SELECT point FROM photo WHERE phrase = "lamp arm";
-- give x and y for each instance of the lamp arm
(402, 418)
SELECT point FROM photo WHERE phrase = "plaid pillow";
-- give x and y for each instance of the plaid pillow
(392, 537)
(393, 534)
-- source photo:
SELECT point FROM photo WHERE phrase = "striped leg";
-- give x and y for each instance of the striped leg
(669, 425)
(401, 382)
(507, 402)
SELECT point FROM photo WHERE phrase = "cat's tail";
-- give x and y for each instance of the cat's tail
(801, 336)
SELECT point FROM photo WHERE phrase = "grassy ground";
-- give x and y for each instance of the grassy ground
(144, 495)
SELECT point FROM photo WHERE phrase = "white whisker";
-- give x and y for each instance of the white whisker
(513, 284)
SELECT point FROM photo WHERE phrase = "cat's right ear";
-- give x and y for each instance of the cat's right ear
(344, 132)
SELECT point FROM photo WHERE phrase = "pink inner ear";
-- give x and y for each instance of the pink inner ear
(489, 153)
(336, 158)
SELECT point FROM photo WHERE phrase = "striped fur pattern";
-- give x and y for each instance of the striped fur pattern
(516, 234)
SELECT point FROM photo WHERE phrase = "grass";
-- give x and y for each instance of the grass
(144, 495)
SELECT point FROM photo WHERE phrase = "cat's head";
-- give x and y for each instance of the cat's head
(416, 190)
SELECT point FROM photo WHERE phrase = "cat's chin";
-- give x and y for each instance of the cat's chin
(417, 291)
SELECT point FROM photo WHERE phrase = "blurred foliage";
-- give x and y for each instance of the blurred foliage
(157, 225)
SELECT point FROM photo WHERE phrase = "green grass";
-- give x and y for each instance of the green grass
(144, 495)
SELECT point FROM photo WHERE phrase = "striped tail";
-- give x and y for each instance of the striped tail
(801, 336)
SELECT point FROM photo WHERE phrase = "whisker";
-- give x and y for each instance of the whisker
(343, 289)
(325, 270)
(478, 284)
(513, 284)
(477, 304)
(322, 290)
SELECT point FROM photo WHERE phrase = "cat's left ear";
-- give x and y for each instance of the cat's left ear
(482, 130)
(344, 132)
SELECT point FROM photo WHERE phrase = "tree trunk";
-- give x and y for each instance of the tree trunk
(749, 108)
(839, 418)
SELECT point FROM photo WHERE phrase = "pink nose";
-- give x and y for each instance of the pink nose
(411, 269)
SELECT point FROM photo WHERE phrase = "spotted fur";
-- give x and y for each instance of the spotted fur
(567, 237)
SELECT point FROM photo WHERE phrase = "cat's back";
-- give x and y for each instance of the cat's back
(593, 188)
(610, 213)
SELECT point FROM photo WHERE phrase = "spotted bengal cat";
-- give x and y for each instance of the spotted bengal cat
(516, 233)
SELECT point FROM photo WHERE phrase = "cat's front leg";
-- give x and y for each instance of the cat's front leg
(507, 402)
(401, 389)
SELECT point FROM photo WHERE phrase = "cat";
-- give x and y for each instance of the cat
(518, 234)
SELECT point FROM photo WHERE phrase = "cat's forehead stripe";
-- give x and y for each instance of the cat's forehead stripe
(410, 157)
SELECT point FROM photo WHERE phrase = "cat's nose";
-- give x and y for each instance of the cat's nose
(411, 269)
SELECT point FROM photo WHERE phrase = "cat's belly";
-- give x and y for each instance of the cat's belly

· · · · ·

Please copy each line from the material above in which the string "belly" appears.

SELECT point FROM photo WHERE phrase = "cat's belly";
-- give x and y for each instance of the cat's belly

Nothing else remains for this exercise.